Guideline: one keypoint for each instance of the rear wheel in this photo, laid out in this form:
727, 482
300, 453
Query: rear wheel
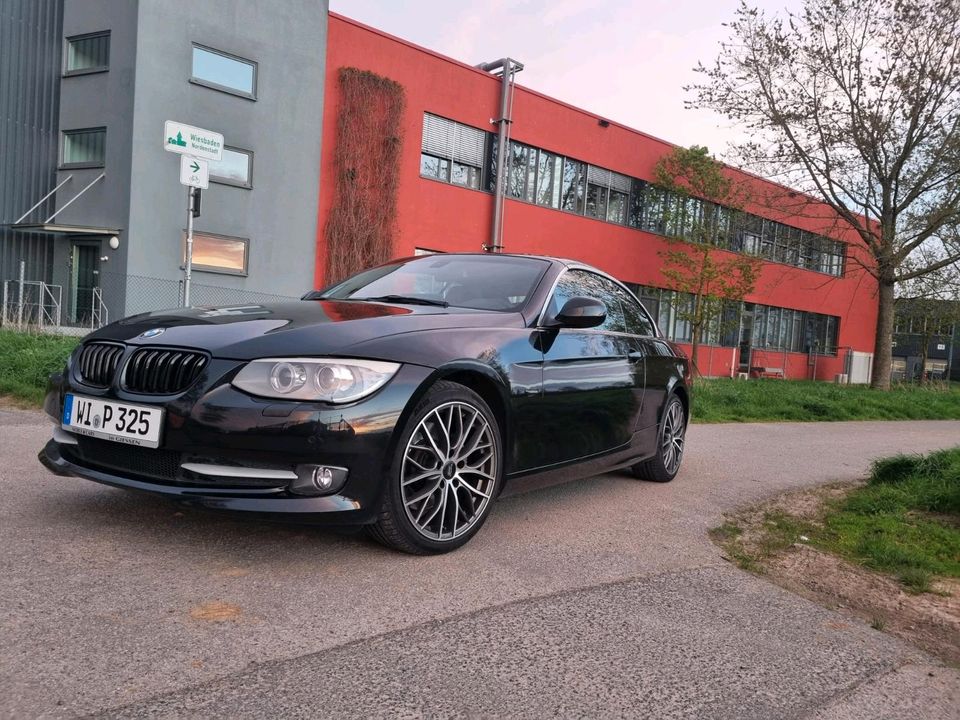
445, 473
671, 437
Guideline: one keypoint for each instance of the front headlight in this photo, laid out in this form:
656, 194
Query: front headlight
325, 379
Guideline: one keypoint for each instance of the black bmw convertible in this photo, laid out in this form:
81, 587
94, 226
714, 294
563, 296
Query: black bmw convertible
402, 398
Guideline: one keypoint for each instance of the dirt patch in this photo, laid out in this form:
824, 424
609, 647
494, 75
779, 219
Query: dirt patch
234, 572
215, 611
768, 539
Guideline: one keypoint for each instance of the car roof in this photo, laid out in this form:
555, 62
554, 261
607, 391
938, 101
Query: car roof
548, 258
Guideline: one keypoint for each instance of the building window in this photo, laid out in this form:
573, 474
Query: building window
88, 53
84, 148
219, 253
452, 152
234, 168
222, 71
608, 194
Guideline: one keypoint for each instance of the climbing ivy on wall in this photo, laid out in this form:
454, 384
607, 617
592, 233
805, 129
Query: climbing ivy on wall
361, 226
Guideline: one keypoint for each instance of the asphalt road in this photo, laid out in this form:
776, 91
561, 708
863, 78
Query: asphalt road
597, 598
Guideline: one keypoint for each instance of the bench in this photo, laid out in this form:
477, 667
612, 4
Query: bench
763, 371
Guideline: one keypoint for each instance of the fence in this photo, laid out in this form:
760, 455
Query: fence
33, 303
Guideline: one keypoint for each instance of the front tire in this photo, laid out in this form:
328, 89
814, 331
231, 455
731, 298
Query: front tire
445, 473
671, 438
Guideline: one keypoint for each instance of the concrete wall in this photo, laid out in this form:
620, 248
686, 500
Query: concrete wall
29, 77
282, 127
103, 99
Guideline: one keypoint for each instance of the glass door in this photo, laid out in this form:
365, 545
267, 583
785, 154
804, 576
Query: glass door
84, 277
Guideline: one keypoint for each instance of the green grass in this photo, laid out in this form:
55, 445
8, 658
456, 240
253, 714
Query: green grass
720, 400
27, 359
905, 521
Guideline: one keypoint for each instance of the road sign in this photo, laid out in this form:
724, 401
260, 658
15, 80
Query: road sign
194, 172
188, 140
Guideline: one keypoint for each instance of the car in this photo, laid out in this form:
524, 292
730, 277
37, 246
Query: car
402, 399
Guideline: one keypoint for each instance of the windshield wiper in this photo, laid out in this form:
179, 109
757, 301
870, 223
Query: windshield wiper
407, 299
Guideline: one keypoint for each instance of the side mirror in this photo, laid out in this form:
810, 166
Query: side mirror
582, 312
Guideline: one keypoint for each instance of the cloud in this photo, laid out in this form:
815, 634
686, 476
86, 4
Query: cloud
627, 61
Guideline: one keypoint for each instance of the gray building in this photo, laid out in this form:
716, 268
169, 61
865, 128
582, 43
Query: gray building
86, 86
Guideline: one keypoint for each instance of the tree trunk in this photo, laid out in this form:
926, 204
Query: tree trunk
883, 347
695, 328
924, 350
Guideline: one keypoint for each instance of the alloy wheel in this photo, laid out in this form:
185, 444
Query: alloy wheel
671, 442
449, 471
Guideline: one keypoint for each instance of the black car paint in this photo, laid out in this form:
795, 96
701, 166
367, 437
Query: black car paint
577, 400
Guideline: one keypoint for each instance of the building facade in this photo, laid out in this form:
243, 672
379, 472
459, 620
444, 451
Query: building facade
104, 76
926, 340
579, 186
108, 73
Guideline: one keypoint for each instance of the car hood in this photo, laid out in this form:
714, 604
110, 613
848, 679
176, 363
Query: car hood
306, 327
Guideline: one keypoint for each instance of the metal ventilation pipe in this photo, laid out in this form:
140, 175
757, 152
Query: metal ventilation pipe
508, 68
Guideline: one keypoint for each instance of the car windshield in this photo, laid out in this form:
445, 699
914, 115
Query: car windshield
494, 282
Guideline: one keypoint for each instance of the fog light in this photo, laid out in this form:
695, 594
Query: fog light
323, 478
318, 479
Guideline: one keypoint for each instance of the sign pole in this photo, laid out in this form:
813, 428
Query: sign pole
188, 264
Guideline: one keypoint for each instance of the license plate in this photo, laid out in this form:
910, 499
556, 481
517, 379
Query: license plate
131, 424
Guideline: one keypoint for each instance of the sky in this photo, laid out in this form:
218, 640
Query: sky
627, 60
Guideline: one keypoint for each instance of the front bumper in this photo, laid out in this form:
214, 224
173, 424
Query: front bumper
226, 427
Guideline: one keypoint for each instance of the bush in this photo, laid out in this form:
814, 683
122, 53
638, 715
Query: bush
28, 359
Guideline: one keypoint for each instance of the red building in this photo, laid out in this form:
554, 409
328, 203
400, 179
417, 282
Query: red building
579, 188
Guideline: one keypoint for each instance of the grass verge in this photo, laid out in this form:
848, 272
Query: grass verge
905, 521
26, 361
720, 400
886, 550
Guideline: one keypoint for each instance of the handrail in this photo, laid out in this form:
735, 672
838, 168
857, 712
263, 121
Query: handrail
69, 177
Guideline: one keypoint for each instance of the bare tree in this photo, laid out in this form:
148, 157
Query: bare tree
692, 262
858, 103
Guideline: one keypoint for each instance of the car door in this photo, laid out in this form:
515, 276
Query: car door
592, 378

__What to work on__: Write out again every line above exactly as given; the pictures do not belong in the copy.

__Solved problem__:
Guideline: one keypoint for each instance of the rear wheel in this photo, laid out in this form:
727, 482
300, 453
Query: rear wheel
445, 473
671, 437
Guideline: one keypoint for each instance of the front headlight in this photo, laid out in this form:
656, 194
Query: front headlight
325, 379
Guideline: one keypoint for each instance of the black bmw convertible in this photo, laid out in this form:
81, 587
94, 226
714, 294
563, 296
Query: black bmw convertible
402, 398
Guideline: one keypoint for each instance of the dirt patch in this photo, laid out in this form:
824, 424
609, 647
494, 75
779, 219
Query: dirt patch
234, 572
215, 611
768, 539
Guideline: one keypoint for each instance of the car roof in this photo, laid out in this form:
555, 62
554, 261
607, 391
938, 101
Query: car roof
548, 258
Guideline: one keypoint for each instance of the building window in this photo, laid out in this form:
573, 474
Query: building window
88, 53
84, 148
219, 253
452, 152
234, 168
222, 71
608, 194
Guideline: one keypoint for each instance of the climbing ivy on wall in this photo, laid out in this form:
454, 384
607, 617
592, 233
805, 129
Query: climbing ivy on wall
361, 226
Guideline: one keypoint for each instance of the asphalt road in this photo, laid out in this form:
776, 91
561, 708
863, 78
Query: asphalt road
597, 598
Guideline: one keypoint for each instance of the bench in this photo, laid out in this form:
477, 667
612, 4
Query: bench
763, 371
Guideline: one keypoint for each instance of the fence in this photo, laid out in this form:
760, 455
Query: fence
33, 303
Guideline: one keypoint for each instance of the front tire in this photo, laid out in this form:
328, 89
814, 331
231, 455
731, 298
Query: front tire
445, 473
671, 438
Guideline: one keypoint for each instance of the concrete wall in this photo, laid out in this form:
620, 248
686, 500
Query: concrete wall
29, 77
282, 127
103, 99
Guideline: one keypoint for each instance of the glass door in this photo, laid out in this form:
365, 545
267, 583
785, 154
804, 576
Query: glass door
84, 277
Guideline: one keypoint for each instance of the green grass in this photo, laid out in this form:
55, 445
8, 658
456, 240
253, 714
Query: green grass
720, 400
27, 359
905, 521
Guideline: one keypoint for each instance of the road sign in this photo, laid out in this form:
724, 401
260, 658
15, 80
Query: road sign
194, 172
188, 140
Guideline: one keypoint for each instance of the car in this photo, laid out in this form:
524, 292
730, 277
37, 246
Query: car
402, 399
Guideline: one keypoint for each instance of the windshield wiper in this photo, laid out in this form:
179, 109
757, 301
870, 223
Query: windshield wiper
407, 299
Guideline: one keypoint for each instance of the side mirror in this photo, laid out in this form:
810, 166
Query: side mirror
582, 312
Guideline: one keypoint for each instance of the cloud in this photo, laid out in this form:
815, 634
686, 476
86, 4
Query: cloud
627, 61
Guideline: one keypoint for each instance of the gray building in this photo, laid out in this form:
716, 268
169, 61
865, 128
582, 43
Query: gray building
86, 86
Guideline: one keypoint for each instance of the tree trunk in this photo, laid out in this form:
926, 204
Query: tree trunk
883, 347
695, 328
924, 350
Guideline: one keypoint for each instance of the alloy wheel in this photo, laid out in this form:
185, 444
Query: alloy wheel
671, 442
449, 471
Guideline: one keypoint for each instance of the black car paint in this photo, laid out in this form:
795, 96
701, 166
367, 437
Query: black car paint
577, 400
Guideline: one keypoint for each instance of the building facade in this photo, laid out in this form:
243, 672
379, 472
459, 620
444, 451
Query: building facade
104, 76
926, 340
579, 186
108, 73
Guideline: one keypoint for each instance of the car hood in this photo, laid out in this form:
714, 604
110, 613
848, 679
176, 363
Query: car hood
306, 327
Guideline: one keypoint for each instance of the metal ventilation pipe in this photo, laid out in this form:
140, 175
757, 152
Query: metal ventilation pipe
508, 68
Guideline: one keypoint for each instance of the car windshield in this photo, laid out in this form:
445, 699
914, 115
Query: car windshield
494, 282
Guideline: one keypoint for each instance of the fog light in this photo, laid out in this form:
695, 594
Query: fog light
323, 478
318, 479
Guideline: one keypoint for each instance of the sign pole in this photo, laid out in this form:
813, 428
Query: sign pole
188, 264
Guideline: one keypoint for each instance of the license plate in this photo, laid out in this form:
910, 499
556, 481
517, 379
Query: license plate
131, 424
Guideline: one keypoint for each instance of the sky in this photo, laid out in this form:
218, 640
Query: sky
627, 60
Guideline: one keypoint for each instance of the front bumper in this photo, laid out in this form:
214, 224
173, 424
Query: front bumper
226, 427
Guideline: one keypoint for each instance of the bush in this photo, laid out in this form:
814, 683
122, 53
638, 715
Query: bush
28, 359
Guideline: one keypoint for each instance of the red building in this photo, laid out in this form:
554, 409
328, 203
400, 179
417, 282
Query: red building
579, 188
Guideline: one keypoint for each instance of the grass verge in this photo, laid out in this form:
848, 272
Query: grass verge
905, 521
26, 361
720, 400
886, 550
Guideline: one keypoint for each instance of the handrail in this photo, laid out in this form:
735, 672
838, 168
857, 712
263, 121
Query: handrail
69, 177
Guideline: one keypoint for each instance of the bare tree in this photo, laid out in this form:
148, 157
Query: bare tree
692, 262
858, 103
Guideline: one keypoint for each instance of the car door in this photo, laid out in this form:
515, 276
Query: car door
592, 378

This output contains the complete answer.